*Aim of the exercise*: Please locate each line in the listing below that contains the word "number", and copy those lines.

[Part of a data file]
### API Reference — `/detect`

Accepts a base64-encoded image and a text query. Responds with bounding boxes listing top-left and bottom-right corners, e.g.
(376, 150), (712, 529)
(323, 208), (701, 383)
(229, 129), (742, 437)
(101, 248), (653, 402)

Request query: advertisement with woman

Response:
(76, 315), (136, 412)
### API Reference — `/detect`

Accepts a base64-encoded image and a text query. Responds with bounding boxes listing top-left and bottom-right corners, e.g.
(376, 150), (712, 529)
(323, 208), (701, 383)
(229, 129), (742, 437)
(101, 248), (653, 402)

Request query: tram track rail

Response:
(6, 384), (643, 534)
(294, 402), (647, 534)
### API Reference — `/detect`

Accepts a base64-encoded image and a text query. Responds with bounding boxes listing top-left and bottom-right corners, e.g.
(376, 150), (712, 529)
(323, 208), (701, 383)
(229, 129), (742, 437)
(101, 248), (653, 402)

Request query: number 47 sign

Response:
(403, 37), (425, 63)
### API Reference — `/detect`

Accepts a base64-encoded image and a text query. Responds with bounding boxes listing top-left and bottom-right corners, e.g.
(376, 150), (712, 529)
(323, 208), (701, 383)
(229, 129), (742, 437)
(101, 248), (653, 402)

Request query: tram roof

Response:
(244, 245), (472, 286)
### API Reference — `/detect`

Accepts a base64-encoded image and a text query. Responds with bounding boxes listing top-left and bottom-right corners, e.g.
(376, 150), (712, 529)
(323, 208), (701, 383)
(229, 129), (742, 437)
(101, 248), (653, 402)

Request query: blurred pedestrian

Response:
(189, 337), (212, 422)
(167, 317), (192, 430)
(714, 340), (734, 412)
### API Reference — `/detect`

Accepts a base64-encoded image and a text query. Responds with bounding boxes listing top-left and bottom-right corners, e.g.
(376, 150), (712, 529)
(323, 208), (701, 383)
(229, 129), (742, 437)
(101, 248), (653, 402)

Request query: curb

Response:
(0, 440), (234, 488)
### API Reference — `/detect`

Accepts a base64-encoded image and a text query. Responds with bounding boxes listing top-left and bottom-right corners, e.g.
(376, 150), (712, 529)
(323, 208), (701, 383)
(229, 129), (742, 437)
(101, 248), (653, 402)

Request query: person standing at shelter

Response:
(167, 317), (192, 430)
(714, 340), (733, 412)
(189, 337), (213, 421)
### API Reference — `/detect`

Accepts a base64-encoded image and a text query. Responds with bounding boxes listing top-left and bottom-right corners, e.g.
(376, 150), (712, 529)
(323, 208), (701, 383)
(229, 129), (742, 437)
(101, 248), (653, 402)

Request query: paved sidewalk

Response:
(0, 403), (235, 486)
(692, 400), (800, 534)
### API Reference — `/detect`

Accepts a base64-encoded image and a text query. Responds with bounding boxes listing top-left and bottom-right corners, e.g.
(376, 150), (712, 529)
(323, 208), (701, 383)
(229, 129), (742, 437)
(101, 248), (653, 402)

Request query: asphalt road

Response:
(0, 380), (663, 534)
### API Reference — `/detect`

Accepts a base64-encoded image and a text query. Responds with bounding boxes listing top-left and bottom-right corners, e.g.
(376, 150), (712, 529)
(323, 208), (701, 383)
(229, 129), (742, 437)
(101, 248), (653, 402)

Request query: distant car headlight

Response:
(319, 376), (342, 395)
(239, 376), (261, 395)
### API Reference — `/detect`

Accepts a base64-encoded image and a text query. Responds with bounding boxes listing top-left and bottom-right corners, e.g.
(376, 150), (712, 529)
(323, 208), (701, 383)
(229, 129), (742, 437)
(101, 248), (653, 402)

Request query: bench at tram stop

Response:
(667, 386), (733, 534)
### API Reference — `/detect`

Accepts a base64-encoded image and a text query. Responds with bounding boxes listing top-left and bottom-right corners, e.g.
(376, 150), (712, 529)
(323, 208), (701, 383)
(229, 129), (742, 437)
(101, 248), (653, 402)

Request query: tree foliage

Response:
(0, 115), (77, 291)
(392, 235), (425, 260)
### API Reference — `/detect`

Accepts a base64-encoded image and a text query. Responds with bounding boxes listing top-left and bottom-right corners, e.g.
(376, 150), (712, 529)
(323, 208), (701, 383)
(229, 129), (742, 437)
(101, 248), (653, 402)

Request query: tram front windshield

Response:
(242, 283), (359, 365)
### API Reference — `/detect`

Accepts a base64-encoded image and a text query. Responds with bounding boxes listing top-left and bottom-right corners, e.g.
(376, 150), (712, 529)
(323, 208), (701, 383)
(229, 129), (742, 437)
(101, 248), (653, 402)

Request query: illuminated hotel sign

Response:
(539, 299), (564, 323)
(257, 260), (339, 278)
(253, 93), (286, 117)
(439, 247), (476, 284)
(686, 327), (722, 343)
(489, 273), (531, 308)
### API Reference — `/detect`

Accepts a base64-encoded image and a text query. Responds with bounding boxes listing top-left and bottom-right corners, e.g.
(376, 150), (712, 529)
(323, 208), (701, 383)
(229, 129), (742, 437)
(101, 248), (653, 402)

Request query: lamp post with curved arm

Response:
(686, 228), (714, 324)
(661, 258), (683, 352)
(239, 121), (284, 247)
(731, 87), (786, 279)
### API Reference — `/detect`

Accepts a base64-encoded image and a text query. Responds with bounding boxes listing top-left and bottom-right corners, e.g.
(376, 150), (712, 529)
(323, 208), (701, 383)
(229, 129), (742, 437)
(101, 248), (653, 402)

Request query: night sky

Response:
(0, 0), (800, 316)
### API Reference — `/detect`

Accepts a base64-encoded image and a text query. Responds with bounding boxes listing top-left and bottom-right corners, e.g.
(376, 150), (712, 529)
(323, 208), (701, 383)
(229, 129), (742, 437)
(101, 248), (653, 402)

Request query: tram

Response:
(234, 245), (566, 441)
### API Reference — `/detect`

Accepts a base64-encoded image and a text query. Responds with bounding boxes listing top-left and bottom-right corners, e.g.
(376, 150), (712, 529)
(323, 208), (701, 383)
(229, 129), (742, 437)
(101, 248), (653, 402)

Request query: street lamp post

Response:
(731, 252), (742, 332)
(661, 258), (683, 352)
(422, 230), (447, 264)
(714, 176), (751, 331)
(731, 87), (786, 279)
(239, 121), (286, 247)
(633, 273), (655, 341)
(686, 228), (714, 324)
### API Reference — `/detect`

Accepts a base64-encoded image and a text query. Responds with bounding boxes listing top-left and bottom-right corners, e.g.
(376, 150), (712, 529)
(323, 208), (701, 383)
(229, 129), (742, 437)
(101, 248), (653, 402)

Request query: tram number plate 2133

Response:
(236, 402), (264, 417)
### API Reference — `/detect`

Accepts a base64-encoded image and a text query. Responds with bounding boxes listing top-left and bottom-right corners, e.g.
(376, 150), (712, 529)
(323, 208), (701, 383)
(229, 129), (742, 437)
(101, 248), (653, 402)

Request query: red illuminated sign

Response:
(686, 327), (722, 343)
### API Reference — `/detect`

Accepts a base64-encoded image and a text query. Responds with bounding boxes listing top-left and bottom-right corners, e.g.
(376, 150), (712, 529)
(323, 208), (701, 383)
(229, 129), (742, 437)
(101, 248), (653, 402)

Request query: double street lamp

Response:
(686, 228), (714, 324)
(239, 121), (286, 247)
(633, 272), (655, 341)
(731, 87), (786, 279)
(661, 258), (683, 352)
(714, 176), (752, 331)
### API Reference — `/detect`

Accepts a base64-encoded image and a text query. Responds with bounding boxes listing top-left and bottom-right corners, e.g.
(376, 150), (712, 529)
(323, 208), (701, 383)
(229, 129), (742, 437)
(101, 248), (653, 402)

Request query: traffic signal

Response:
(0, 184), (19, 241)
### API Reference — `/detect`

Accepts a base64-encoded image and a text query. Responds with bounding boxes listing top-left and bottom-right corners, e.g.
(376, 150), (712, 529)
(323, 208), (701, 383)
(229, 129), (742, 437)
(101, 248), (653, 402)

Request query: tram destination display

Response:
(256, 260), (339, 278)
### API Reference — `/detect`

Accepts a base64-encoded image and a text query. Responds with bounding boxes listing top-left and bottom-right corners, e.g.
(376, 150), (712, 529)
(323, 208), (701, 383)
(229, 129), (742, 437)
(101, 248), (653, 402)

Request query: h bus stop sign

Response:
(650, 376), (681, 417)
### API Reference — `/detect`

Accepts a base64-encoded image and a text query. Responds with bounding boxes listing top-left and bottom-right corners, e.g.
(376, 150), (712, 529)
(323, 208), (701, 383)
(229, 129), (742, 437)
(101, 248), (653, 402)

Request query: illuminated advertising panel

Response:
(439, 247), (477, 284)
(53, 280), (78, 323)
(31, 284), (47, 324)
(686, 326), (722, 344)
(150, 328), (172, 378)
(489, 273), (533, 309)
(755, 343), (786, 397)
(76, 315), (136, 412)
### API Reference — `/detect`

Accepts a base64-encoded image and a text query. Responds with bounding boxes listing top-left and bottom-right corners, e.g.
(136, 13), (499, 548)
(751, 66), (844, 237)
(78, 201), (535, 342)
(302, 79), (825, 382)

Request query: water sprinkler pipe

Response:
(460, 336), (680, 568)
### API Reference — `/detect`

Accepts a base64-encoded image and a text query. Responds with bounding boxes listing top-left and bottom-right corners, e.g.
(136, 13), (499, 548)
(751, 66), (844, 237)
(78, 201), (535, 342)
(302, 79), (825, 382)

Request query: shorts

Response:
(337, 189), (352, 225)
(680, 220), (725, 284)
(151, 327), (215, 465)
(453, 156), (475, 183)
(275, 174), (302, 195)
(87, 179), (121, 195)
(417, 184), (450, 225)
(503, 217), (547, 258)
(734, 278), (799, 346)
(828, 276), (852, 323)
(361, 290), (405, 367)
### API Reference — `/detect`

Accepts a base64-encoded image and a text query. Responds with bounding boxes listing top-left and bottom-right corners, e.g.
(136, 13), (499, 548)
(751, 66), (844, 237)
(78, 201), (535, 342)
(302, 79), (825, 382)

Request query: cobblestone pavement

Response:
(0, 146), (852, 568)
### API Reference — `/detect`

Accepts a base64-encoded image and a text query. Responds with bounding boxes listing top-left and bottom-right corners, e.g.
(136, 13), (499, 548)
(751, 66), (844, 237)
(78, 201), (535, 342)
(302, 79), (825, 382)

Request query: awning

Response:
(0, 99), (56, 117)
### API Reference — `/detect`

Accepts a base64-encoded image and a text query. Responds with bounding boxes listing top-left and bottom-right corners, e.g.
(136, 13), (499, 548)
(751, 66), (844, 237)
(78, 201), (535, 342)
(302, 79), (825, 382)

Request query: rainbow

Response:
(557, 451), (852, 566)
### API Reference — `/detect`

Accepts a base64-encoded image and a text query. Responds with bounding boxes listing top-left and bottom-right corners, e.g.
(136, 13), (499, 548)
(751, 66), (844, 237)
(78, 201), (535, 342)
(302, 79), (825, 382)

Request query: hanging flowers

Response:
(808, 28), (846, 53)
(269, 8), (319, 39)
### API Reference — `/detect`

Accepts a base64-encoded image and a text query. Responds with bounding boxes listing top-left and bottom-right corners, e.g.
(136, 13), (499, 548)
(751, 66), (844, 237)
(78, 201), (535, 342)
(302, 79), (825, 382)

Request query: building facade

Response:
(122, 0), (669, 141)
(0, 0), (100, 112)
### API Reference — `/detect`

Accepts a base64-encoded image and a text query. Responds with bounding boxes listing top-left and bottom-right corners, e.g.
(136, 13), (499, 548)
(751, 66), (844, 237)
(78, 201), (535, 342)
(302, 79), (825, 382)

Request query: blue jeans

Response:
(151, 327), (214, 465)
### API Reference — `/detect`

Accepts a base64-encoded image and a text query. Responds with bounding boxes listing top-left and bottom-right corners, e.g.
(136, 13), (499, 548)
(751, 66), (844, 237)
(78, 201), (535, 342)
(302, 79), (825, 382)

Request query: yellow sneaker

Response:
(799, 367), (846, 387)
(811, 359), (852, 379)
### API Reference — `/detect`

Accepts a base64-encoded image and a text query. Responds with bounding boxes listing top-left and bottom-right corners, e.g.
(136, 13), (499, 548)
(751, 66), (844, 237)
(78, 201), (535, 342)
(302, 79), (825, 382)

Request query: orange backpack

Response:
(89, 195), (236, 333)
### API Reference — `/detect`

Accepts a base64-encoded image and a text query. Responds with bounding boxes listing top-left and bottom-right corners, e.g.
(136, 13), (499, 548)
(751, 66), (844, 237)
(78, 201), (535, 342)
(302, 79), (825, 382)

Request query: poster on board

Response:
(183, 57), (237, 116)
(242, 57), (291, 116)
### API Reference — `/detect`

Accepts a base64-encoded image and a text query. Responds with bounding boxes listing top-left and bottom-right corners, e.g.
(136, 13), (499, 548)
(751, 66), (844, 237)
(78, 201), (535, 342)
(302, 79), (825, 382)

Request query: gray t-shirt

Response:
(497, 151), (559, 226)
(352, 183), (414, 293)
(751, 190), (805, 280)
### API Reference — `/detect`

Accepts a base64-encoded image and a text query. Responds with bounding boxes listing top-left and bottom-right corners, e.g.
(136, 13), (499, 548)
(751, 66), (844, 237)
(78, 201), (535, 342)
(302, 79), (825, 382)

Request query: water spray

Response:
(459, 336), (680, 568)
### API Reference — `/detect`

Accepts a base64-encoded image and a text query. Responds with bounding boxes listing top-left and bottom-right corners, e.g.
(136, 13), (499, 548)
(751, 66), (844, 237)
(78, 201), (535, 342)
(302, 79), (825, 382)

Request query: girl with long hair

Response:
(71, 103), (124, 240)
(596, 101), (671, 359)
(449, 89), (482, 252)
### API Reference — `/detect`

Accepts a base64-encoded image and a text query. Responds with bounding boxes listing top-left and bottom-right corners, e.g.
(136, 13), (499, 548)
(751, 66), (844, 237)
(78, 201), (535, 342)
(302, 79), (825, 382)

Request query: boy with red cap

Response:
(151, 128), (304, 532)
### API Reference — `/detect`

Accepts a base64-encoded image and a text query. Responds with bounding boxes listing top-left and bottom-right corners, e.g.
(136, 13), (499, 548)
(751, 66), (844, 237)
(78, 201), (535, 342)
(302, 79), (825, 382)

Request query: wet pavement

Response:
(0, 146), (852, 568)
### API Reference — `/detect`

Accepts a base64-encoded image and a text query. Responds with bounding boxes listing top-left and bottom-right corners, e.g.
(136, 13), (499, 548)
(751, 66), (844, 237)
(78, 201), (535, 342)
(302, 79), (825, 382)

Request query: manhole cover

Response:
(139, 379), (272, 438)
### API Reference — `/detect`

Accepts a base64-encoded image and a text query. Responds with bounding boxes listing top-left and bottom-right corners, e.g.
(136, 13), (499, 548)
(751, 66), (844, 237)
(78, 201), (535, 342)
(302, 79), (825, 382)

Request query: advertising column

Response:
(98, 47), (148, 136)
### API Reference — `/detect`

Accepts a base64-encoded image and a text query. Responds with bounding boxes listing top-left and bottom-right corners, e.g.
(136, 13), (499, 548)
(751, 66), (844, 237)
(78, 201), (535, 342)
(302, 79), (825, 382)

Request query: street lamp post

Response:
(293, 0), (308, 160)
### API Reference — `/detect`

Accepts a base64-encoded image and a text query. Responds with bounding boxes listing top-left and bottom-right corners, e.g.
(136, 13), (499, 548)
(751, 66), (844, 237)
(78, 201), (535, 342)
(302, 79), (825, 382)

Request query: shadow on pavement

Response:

*Task response*:
Request query: number 47 sign
Request query: tram number plate 2133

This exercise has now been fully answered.